> [STORED DATA]:
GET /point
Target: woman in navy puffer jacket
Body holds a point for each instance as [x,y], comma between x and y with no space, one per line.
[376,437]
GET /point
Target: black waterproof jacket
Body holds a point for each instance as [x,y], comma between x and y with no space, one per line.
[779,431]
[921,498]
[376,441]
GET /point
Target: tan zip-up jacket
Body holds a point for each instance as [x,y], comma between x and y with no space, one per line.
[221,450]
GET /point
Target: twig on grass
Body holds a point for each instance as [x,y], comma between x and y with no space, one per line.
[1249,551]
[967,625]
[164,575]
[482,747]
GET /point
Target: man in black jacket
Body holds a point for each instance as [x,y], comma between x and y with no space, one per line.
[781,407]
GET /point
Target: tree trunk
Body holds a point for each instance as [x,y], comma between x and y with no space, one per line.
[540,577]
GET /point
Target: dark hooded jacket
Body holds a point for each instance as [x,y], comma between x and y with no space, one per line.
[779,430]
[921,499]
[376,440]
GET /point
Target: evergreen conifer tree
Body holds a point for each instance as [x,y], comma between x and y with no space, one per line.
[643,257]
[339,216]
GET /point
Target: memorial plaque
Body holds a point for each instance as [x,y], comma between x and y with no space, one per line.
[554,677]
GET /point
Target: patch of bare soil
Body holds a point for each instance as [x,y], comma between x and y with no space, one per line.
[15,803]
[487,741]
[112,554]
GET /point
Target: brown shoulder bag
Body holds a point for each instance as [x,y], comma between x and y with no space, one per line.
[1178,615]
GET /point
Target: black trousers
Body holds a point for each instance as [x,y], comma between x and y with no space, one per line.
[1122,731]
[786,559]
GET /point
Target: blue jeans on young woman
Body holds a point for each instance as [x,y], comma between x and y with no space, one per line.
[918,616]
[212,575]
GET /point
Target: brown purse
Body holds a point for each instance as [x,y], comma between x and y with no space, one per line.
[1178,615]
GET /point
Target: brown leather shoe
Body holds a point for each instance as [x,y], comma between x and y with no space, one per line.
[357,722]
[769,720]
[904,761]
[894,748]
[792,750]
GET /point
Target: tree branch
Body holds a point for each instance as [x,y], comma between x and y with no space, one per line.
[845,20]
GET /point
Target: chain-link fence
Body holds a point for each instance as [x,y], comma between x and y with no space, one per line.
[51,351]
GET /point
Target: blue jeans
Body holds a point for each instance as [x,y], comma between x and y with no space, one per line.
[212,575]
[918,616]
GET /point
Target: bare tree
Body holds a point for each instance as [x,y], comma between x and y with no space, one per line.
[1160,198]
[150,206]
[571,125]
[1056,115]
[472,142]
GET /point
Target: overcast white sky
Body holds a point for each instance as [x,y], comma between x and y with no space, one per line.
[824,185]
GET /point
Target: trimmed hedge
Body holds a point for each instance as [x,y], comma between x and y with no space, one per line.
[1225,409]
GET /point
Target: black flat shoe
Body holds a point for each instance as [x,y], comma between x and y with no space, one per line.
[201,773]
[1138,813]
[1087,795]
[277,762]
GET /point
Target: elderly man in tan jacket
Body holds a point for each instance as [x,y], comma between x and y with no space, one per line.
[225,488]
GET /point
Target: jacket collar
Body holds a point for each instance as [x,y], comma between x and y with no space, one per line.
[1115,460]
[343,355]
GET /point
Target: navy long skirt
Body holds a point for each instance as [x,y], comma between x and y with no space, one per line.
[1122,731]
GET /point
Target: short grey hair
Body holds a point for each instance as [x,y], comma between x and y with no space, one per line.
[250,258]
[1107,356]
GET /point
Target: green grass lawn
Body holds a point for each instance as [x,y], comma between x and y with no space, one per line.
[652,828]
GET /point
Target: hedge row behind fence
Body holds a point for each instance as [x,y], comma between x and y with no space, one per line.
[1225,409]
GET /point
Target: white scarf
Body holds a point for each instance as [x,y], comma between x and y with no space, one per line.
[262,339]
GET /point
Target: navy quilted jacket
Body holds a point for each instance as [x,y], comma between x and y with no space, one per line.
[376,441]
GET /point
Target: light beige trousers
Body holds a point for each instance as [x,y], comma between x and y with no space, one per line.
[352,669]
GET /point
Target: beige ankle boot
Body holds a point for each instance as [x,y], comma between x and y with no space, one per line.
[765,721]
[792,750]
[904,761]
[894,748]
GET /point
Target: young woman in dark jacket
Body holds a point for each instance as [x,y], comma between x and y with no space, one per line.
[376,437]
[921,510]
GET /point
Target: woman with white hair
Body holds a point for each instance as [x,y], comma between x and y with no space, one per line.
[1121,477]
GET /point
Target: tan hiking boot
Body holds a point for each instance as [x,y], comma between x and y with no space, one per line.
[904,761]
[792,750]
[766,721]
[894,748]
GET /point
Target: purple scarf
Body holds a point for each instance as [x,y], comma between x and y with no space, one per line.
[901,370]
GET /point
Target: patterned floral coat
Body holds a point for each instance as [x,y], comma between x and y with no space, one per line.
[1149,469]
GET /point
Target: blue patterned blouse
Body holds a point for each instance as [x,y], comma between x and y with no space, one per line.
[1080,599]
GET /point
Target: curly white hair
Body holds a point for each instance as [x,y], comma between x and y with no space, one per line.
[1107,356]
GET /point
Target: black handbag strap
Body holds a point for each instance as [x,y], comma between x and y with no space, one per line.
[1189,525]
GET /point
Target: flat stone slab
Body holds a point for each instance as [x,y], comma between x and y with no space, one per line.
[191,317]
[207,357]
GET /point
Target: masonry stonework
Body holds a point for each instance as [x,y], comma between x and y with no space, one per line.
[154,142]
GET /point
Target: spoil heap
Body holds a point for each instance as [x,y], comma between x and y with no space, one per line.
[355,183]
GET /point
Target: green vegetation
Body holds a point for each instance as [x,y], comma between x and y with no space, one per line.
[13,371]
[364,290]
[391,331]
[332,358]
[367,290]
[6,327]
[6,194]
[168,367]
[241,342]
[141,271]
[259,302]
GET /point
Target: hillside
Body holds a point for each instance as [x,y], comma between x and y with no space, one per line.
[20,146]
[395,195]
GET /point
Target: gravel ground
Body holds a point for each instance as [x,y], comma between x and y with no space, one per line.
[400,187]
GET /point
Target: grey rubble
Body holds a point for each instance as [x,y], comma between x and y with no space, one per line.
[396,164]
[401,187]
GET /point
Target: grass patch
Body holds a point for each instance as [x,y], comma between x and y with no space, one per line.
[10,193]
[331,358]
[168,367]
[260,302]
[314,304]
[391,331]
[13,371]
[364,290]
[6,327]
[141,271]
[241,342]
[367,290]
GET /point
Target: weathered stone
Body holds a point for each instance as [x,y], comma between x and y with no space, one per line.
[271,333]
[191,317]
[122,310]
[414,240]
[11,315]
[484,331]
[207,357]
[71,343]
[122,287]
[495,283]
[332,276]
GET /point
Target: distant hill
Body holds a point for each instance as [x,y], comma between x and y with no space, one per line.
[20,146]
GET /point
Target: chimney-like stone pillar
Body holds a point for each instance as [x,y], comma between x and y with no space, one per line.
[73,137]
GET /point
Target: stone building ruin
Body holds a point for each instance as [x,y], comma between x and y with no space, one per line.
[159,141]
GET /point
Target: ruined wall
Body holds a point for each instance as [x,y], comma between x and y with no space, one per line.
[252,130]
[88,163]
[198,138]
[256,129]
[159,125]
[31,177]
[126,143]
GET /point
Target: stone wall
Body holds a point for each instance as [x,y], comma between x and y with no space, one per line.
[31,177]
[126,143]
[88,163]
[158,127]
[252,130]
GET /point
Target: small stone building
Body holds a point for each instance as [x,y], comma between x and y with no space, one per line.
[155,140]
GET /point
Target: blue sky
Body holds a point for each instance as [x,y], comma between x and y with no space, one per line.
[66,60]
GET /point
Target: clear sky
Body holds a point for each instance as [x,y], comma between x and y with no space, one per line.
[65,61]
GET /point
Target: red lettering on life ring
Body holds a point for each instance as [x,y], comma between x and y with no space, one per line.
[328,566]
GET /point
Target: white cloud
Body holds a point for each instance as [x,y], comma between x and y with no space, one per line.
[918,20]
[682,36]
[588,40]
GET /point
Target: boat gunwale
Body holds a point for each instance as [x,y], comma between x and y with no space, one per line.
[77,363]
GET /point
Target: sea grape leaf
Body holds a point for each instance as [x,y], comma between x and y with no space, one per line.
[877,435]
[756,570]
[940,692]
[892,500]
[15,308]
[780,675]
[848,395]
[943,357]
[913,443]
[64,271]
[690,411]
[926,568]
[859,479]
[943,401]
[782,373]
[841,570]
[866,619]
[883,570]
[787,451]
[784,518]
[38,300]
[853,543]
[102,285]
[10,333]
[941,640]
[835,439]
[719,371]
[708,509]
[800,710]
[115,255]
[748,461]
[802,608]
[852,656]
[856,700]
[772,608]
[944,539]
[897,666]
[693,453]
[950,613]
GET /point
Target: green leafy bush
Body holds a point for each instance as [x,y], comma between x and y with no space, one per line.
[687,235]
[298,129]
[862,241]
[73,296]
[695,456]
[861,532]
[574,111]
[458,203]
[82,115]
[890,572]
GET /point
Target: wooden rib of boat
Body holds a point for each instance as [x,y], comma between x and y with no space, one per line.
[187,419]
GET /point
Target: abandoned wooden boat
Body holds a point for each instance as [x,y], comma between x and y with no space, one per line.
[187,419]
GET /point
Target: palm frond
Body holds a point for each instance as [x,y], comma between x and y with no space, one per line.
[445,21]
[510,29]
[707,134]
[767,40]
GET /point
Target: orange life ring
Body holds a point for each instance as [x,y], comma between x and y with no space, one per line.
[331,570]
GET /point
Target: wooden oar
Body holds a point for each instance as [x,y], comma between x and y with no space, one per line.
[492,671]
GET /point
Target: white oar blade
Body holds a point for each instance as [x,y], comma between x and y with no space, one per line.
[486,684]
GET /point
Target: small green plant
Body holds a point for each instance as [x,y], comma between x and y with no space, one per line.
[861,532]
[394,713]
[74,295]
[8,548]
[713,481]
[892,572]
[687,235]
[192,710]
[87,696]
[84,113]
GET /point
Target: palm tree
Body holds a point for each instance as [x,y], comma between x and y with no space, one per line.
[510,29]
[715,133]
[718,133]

> [DIRECTIVE]: State how many lines of the items contain the string "boot". Reply with only the number.

> [SOLVED PROBLEM]: 2